**GIVEN REQUEST:** Swap "aircraft tire" for "airplane tire" in the rows, starting with the line with "Task: set a pin on each instance of the aircraft tire." and going on through the line with "point(1091, 392)". Return only those lines, with everything else left unchanged.

**RECORDS SUPPLIED:**

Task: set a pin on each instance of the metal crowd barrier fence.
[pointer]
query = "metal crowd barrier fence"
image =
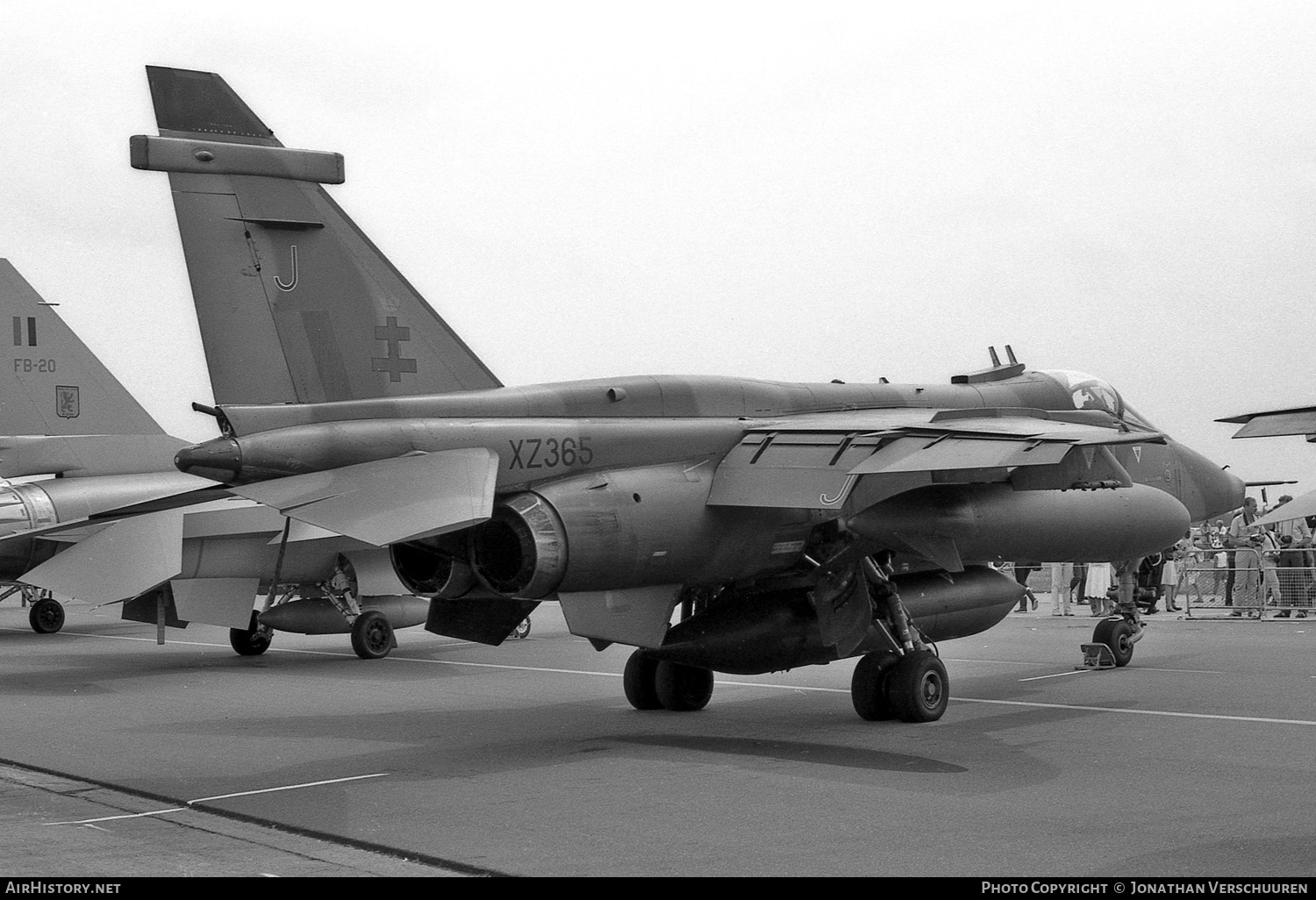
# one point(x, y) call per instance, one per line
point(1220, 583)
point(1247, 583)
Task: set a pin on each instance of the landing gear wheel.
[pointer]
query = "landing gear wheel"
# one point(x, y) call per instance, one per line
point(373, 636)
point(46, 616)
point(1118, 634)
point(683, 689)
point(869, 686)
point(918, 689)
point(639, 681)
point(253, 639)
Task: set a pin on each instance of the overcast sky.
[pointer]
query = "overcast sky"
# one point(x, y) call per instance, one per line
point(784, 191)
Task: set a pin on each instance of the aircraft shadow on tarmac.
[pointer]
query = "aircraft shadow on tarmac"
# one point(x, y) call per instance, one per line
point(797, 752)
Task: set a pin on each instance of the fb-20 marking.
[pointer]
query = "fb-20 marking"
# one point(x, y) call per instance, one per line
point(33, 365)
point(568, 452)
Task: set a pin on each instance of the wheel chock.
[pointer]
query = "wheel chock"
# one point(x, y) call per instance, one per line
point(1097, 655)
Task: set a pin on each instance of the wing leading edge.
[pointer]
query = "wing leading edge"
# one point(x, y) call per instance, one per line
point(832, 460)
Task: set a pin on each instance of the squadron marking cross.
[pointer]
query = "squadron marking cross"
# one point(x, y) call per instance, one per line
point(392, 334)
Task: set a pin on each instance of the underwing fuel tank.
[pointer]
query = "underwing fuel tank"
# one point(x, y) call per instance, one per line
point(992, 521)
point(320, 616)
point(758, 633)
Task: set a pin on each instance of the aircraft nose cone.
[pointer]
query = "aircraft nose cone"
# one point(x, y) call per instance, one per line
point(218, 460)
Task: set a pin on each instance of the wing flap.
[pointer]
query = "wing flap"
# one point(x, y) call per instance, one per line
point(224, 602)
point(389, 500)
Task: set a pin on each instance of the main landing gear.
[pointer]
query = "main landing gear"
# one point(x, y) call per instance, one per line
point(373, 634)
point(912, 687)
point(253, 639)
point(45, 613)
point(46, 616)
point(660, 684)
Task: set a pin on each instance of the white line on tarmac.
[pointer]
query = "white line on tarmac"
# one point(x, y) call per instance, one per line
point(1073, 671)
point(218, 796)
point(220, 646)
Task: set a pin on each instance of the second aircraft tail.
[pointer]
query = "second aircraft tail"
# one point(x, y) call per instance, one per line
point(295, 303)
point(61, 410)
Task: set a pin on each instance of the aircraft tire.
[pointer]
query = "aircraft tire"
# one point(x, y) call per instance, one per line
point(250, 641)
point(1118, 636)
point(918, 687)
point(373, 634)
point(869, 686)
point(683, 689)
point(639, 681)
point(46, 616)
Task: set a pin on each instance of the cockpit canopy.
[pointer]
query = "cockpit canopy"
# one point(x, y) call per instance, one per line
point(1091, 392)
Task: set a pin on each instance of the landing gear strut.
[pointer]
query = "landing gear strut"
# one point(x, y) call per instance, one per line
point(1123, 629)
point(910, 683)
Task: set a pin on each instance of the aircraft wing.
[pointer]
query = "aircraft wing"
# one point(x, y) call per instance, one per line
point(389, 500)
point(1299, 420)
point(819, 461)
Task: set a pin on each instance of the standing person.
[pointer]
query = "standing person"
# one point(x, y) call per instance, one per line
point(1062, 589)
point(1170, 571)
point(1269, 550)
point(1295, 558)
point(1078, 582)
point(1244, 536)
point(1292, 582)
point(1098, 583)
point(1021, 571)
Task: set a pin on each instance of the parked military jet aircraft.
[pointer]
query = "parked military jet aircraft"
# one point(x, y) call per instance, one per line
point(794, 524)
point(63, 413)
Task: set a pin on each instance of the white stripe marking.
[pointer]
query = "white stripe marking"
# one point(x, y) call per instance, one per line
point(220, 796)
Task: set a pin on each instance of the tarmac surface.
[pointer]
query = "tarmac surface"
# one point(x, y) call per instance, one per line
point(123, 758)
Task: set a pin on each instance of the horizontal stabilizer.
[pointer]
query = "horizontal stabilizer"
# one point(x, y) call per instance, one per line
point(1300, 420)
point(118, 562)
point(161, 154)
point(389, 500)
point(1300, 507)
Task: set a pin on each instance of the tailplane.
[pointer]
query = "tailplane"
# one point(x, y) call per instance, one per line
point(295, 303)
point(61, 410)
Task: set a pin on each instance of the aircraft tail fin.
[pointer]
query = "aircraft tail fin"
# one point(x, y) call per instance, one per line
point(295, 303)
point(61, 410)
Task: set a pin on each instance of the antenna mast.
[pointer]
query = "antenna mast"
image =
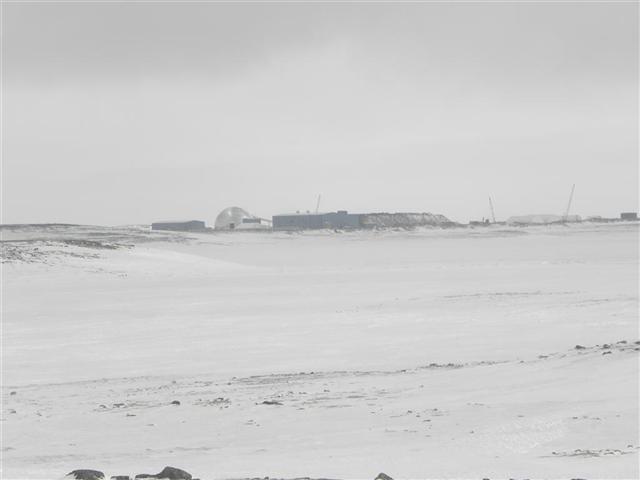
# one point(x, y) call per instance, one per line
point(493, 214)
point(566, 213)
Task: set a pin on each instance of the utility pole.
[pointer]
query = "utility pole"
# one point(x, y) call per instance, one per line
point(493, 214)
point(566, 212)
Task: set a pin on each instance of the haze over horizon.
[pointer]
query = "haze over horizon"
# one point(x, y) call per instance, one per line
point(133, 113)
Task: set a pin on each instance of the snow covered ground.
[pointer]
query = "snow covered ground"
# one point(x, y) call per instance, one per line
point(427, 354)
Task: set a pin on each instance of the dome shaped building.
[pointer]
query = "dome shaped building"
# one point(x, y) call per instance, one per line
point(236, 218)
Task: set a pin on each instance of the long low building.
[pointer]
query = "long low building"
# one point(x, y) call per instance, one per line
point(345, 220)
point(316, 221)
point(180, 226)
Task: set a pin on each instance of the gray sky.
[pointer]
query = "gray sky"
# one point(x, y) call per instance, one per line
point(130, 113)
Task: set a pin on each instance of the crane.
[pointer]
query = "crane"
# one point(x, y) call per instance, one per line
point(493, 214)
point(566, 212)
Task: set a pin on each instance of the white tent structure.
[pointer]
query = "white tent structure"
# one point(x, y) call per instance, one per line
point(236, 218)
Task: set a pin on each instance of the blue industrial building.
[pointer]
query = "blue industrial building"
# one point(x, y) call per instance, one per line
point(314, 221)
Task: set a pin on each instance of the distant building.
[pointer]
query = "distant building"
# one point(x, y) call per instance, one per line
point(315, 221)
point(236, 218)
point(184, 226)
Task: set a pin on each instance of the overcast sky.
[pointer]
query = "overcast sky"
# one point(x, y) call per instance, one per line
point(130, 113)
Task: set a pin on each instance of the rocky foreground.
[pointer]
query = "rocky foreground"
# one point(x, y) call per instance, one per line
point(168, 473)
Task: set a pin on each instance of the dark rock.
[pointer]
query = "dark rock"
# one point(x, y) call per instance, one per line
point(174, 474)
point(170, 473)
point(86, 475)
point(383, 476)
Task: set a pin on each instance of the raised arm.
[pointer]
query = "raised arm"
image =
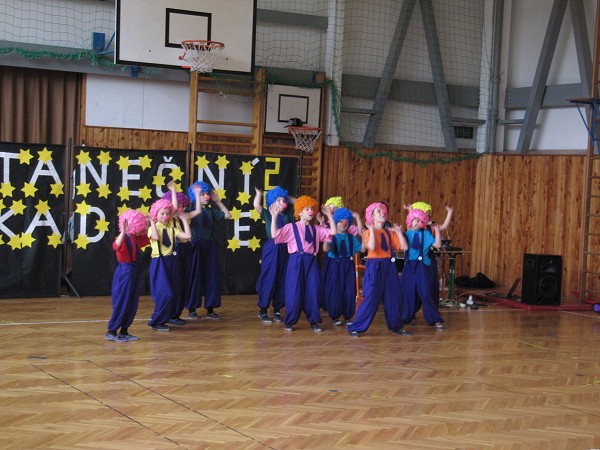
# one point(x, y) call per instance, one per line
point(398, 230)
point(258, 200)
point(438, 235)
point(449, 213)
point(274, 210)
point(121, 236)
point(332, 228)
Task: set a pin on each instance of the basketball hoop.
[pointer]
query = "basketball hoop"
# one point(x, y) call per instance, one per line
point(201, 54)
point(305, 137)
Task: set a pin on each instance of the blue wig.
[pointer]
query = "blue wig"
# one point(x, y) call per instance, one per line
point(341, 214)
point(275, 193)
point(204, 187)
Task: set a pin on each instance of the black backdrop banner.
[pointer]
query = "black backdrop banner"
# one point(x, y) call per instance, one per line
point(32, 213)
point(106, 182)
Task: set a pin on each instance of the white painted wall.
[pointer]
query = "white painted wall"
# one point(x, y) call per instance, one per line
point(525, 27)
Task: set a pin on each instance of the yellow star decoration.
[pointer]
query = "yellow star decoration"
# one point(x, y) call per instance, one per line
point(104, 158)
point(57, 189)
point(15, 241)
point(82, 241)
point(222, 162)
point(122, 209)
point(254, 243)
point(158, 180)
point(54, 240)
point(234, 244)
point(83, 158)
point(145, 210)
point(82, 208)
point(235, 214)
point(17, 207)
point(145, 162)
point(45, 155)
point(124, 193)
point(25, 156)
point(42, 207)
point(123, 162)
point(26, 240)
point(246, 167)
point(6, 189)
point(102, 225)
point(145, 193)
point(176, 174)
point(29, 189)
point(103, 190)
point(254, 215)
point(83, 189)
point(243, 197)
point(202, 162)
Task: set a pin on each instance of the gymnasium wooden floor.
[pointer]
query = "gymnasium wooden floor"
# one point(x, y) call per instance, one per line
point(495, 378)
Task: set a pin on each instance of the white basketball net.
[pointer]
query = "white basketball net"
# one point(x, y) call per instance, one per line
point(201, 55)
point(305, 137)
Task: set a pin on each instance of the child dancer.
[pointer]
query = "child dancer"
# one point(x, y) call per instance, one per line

**SOLUTION TO THIS TASK:**
Task: set a pin on each instance of the airplane tire.
[pointer]
query = "airplane tire"
# one point(x, y) call per instance, one per line
point(250, 641)
point(1118, 636)
point(918, 687)
point(373, 634)
point(869, 686)
point(683, 689)
point(639, 681)
point(46, 616)
Task: set a pin on each instance of the cockpit canopy.
[pointer]
query = "cockpit canopy"
# one point(x, y) call per instance, one per line
point(1091, 392)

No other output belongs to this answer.